◆ **Objetivo indicado**
Cuenta cuántas líneas de los registros siguientes contienen la palabra "green". Responde únicamente con esa cifra.
:: Registros proporcionados
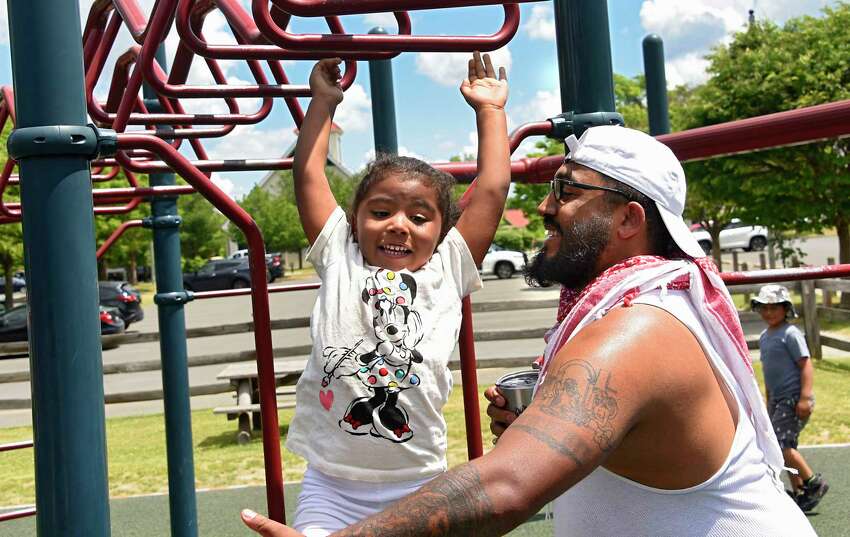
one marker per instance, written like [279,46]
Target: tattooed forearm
[452,504]
[554,443]
[577,392]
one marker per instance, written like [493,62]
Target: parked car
[17,283]
[736,234]
[501,262]
[274,262]
[123,297]
[219,274]
[13,323]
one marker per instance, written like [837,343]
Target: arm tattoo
[578,393]
[553,443]
[454,503]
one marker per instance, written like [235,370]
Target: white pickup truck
[501,262]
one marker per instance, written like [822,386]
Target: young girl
[368,407]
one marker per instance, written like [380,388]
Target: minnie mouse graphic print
[385,369]
[369,403]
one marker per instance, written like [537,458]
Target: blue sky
[434,122]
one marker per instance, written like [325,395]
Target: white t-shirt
[740,499]
[369,403]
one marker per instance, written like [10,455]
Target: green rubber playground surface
[218,510]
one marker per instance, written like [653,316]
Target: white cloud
[249,142]
[543,105]
[472,147]
[541,23]
[225,184]
[355,112]
[369,156]
[448,69]
[386,20]
[691,29]
[687,69]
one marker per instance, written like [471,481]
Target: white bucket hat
[645,164]
[774,294]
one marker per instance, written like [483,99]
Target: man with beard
[647,419]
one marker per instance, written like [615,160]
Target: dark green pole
[66,376]
[584,56]
[383,103]
[656,85]
[170,298]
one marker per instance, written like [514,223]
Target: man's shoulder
[638,337]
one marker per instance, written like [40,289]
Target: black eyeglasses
[558,184]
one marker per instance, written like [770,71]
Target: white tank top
[741,499]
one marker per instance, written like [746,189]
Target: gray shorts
[786,424]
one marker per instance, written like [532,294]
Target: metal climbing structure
[141,127]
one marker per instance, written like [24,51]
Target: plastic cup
[518,388]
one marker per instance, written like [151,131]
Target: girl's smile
[398,224]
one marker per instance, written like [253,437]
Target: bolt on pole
[656,85]
[584,56]
[168,269]
[53,153]
[383,103]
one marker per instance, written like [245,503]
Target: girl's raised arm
[487,95]
[312,192]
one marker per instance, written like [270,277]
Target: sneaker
[812,493]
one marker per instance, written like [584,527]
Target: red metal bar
[381,42]
[527,130]
[255,46]
[134,18]
[116,234]
[12,515]
[16,445]
[320,8]
[526,170]
[259,301]
[469,380]
[9,100]
[209,165]
[200,295]
[762,132]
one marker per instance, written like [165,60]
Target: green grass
[137,463]
[136,445]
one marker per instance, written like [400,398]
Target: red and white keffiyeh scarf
[622,283]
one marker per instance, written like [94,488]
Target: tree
[202,233]
[133,248]
[629,99]
[275,211]
[767,69]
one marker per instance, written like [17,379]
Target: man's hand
[805,406]
[481,88]
[500,418]
[265,526]
[324,80]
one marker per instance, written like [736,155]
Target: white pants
[328,504]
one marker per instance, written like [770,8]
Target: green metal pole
[656,85]
[383,103]
[170,298]
[584,56]
[71,491]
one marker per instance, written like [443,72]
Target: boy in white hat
[788,379]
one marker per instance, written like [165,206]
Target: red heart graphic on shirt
[326,397]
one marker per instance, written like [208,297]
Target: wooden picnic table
[243,377]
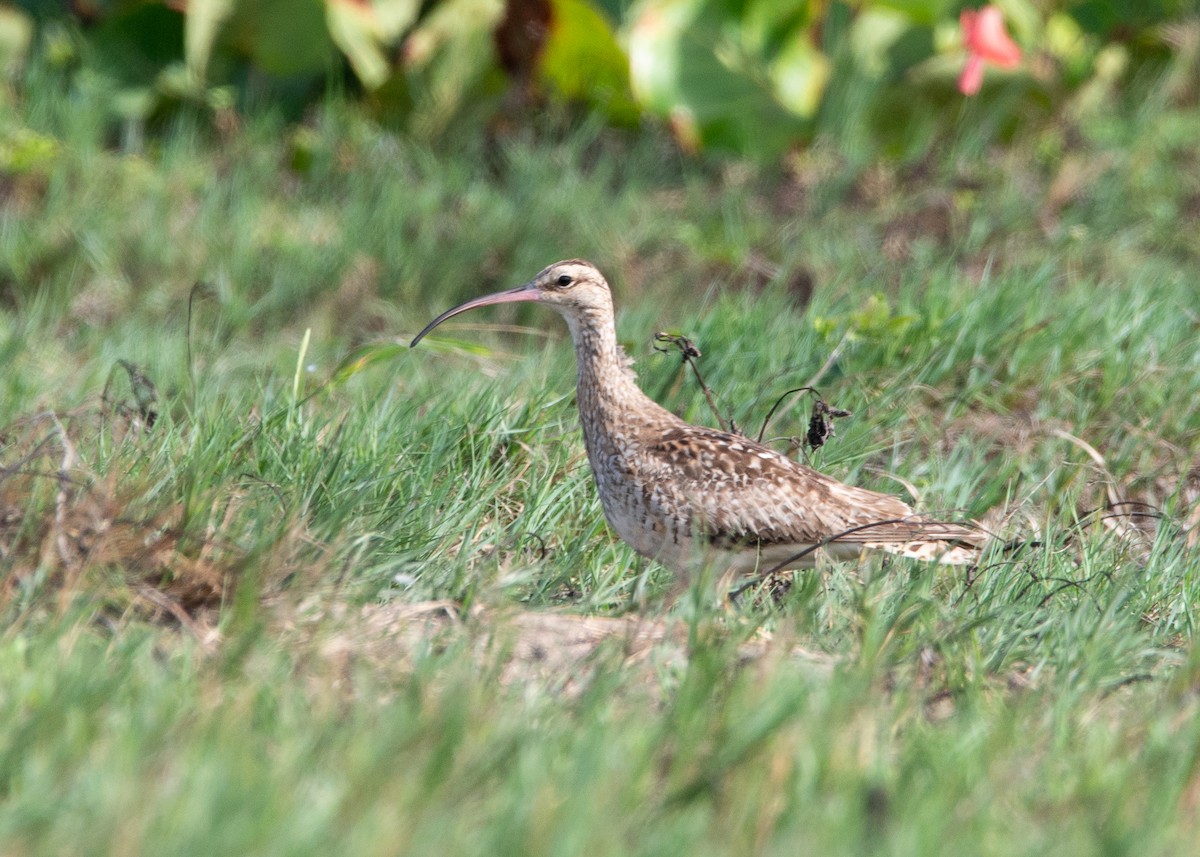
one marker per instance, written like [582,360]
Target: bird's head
[573,287]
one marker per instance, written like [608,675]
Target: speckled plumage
[690,496]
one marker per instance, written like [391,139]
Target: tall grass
[190,654]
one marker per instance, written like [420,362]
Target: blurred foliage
[755,77]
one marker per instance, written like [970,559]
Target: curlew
[697,498]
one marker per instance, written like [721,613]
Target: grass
[204,643]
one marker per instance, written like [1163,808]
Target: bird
[696,498]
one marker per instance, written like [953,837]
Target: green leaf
[16,37]
[801,73]
[688,65]
[358,34]
[581,60]
[201,28]
[282,37]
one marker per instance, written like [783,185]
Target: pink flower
[987,41]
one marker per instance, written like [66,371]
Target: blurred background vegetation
[755,77]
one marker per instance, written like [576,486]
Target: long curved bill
[527,292]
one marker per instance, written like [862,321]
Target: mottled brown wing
[745,492]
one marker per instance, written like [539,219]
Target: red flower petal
[984,35]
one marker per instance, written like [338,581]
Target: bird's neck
[611,403]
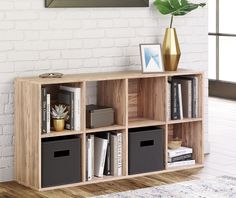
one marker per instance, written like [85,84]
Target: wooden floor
[221,161]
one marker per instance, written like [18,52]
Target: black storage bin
[60,161]
[146,150]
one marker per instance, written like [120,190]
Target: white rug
[218,187]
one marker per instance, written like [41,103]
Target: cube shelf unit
[139,100]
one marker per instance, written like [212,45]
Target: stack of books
[180,157]
[183,97]
[104,155]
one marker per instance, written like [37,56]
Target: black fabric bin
[146,150]
[60,161]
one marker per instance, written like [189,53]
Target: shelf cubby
[191,135]
[138,99]
[146,101]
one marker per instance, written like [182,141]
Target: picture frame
[151,58]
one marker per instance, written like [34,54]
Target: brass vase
[171,50]
[58,124]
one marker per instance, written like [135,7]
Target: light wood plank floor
[221,161]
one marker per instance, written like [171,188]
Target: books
[67,98]
[180,151]
[116,154]
[187,156]
[181,163]
[45,114]
[180,157]
[184,97]
[76,106]
[100,149]
[90,157]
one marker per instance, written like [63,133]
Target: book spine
[107,169]
[169,101]
[180,158]
[174,115]
[178,153]
[180,101]
[197,97]
[114,155]
[103,158]
[119,154]
[189,99]
[181,163]
[89,167]
[194,98]
[77,110]
[44,110]
[48,113]
[72,111]
[92,155]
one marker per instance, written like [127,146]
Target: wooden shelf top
[185,120]
[103,76]
[108,128]
[142,122]
[63,133]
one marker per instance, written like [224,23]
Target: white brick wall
[35,40]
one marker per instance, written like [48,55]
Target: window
[222,48]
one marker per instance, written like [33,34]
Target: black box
[146,150]
[61,161]
[99,116]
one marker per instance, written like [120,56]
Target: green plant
[176,7]
[59,112]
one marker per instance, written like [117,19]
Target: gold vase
[171,50]
[58,124]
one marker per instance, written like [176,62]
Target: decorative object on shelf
[51,75]
[175,143]
[96,3]
[59,115]
[170,48]
[151,58]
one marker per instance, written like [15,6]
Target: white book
[181,163]
[114,154]
[179,151]
[180,101]
[169,101]
[89,154]
[119,154]
[197,97]
[48,113]
[76,91]
[100,149]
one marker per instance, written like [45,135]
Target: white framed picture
[151,58]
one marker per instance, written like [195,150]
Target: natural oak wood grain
[27,137]
[138,99]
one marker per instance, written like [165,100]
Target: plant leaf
[176,7]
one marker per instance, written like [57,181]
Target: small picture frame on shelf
[151,58]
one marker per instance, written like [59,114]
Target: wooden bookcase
[138,99]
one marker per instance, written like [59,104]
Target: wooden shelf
[184,120]
[139,100]
[63,133]
[108,128]
[142,122]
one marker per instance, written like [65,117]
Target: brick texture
[35,40]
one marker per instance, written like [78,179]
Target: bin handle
[62,153]
[146,143]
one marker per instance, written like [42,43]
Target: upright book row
[183,97]
[104,155]
[67,96]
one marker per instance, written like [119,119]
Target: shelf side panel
[27,134]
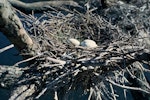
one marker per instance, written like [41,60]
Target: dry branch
[13,29]
[41,6]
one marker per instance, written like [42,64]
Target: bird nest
[67,70]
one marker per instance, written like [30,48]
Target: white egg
[74,42]
[88,43]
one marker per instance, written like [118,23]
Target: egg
[74,42]
[88,43]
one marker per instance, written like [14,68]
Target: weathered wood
[12,28]
[41,5]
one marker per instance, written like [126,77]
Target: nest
[117,64]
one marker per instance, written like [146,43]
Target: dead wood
[118,62]
[42,5]
[13,29]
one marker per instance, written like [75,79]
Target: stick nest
[67,70]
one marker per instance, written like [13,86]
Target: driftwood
[12,28]
[118,61]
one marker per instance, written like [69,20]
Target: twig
[6,48]
[127,87]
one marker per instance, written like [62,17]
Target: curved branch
[12,28]
[40,6]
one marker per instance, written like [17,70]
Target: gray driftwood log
[12,28]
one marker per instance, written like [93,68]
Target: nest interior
[117,64]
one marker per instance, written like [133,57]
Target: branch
[12,28]
[43,5]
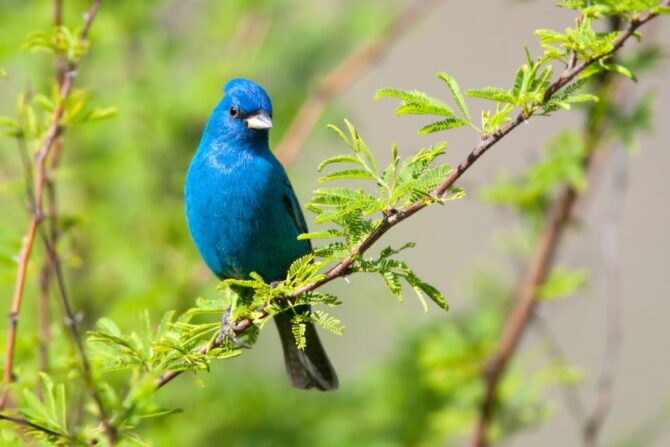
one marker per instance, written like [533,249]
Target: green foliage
[419,103]
[562,283]
[627,9]
[532,191]
[49,413]
[61,41]
[130,189]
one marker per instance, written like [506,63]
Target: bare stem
[558,217]
[37,192]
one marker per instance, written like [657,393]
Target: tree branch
[613,298]
[344,75]
[558,216]
[37,193]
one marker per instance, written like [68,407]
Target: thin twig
[37,216]
[485,143]
[344,75]
[26,423]
[613,298]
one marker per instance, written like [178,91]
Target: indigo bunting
[244,217]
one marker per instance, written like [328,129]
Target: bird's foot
[229,329]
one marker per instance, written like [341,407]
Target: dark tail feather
[308,368]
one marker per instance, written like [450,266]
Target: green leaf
[622,70]
[348,174]
[492,94]
[456,93]
[338,159]
[416,102]
[100,113]
[320,235]
[561,283]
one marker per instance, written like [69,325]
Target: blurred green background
[405,376]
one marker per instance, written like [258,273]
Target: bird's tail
[306,368]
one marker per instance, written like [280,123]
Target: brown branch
[538,268]
[485,143]
[37,211]
[26,423]
[344,75]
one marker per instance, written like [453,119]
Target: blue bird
[244,216]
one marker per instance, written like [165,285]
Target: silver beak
[259,121]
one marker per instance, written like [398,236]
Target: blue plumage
[243,214]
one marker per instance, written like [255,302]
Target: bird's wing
[293,208]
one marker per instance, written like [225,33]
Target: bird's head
[245,112]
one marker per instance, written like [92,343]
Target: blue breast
[242,213]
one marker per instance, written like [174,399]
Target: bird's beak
[259,121]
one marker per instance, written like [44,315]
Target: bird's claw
[228,329]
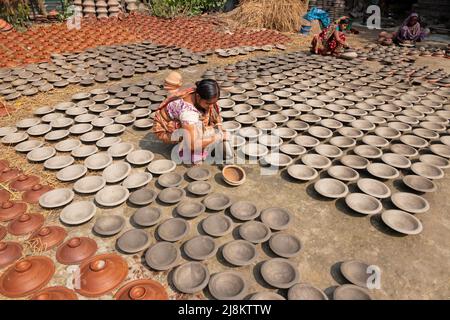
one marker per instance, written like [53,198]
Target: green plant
[172,8]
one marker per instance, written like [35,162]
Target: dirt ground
[412,267]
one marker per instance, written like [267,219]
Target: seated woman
[411,30]
[332,39]
[194,110]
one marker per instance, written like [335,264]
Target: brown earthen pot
[142,290]
[55,293]
[76,250]
[26,276]
[33,195]
[101,274]
[9,253]
[10,210]
[26,223]
[24,182]
[49,237]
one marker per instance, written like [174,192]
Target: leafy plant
[172,8]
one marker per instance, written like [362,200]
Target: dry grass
[284,16]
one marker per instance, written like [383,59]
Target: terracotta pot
[10,210]
[26,276]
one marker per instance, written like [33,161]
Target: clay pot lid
[8,174]
[76,250]
[49,236]
[55,293]
[4,196]
[144,289]
[101,274]
[24,182]
[9,210]
[3,232]
[9,252]
[26,276]
[26,223]
[32,195]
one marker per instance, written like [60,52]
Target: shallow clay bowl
[112,196]
[173,229]
[56,198]
[279,273]
[109,225]
[71,173]
[355,271]
[285,245]
[428,171]
[170,179]
[255,231]
[217,225]
[140,157]
[147,216]
[199,188]
[343,173]
[228,285]
[410,202]
[331,188]
[239,252]
[200,248]
[316,161]
[172,195]
[190,209]
[133,241]
[191,277]
[402,222]
[276,218]
[350,292]
[161,166]
[382,171]
[89,184]
[303,291]
[217,202]
[363,203]
[162,256]
[78,212]
[374,188]
[419,183]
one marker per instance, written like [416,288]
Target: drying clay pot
[162,256]
[112,196]
[109,225]
[78,213]
[279,273]
[191,277]
[200,248]
[402,222]
[228,285]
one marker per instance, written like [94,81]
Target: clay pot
[55,293]
[49,237]
[26,276]
[76,250]
[32,195]
[9,252]
[24,183]
[145,289]
[26,223]
[10,210]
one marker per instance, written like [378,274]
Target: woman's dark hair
[207,89]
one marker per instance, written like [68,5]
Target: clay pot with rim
[101,274]
[49,237]
[26,276]
[76,250]
[10,210]
[32,195]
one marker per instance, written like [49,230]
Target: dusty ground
[413,267]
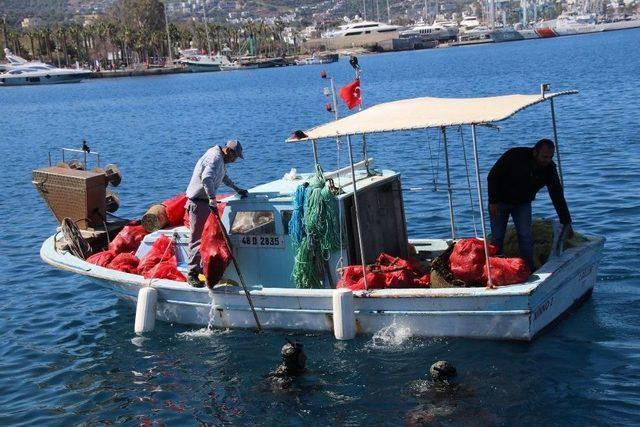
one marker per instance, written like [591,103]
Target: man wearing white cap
[210,171]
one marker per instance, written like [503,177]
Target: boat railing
[65,152]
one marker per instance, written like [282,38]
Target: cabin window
[254,222]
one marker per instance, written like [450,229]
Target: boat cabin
[258,227]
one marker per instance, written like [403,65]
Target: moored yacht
[22,72]
[361,28]
[196,62]
[435,31]
[469,22]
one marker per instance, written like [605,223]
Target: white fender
[344,318]
[146,310]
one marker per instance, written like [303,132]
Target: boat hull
[516,312]
[42,80]
[202,68]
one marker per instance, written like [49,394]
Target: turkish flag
[350,94]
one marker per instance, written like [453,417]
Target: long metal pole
[166,25]
[206,28]
[315,152]
[449,189]
[355,202]
[555,141]
[235,264]
[481,204]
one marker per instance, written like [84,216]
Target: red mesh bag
[125,262]
[506,271]
[214,251]
[352,279]
[422,282]
[467,260]
[162,250]
[165,270]
[102,258]
[174,208]
[411,263]
[351,275]
[128,239]
[399,279]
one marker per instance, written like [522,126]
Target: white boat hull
[44,79]
[516,312]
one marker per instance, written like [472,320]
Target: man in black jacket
[514,181]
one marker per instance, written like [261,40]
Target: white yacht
[196,62]
[435,31]
[22,72]
[361,28]
[469,22]
[569,23]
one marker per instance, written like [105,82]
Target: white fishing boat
[20,72]
[260,234]
[318,59]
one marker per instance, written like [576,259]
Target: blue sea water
[69,355]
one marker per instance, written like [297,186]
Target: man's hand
[213,205]
[568,231]
[493,209]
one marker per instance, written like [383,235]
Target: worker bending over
[514,181]
[210,171]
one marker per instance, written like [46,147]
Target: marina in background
[115,48]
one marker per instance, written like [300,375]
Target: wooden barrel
[155,218]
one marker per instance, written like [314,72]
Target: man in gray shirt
[210,171]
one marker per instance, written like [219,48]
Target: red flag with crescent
[350,94]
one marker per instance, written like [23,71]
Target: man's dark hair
[544,143]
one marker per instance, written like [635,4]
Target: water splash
[206,332]
[391,336]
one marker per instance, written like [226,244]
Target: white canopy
[420,113]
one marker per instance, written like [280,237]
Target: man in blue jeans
[514,181]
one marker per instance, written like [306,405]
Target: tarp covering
[421,113]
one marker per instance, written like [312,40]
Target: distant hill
[53,11]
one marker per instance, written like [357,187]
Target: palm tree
[31,35]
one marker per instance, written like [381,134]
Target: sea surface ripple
[69,355]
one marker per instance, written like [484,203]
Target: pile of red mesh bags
[214,251]
[102,258]
[387,273]
[468,263]
[506,271]
[129,239]
[159,263]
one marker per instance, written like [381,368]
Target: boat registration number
[262,241]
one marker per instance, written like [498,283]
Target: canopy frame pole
[443,129]
[481,205]
[355,203]
[555,140]
[314,144]
[365,155]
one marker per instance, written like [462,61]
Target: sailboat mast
[206,29]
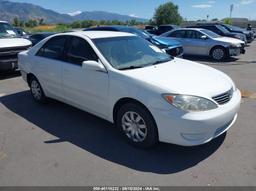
::::
◆ **Respuesta completa**
10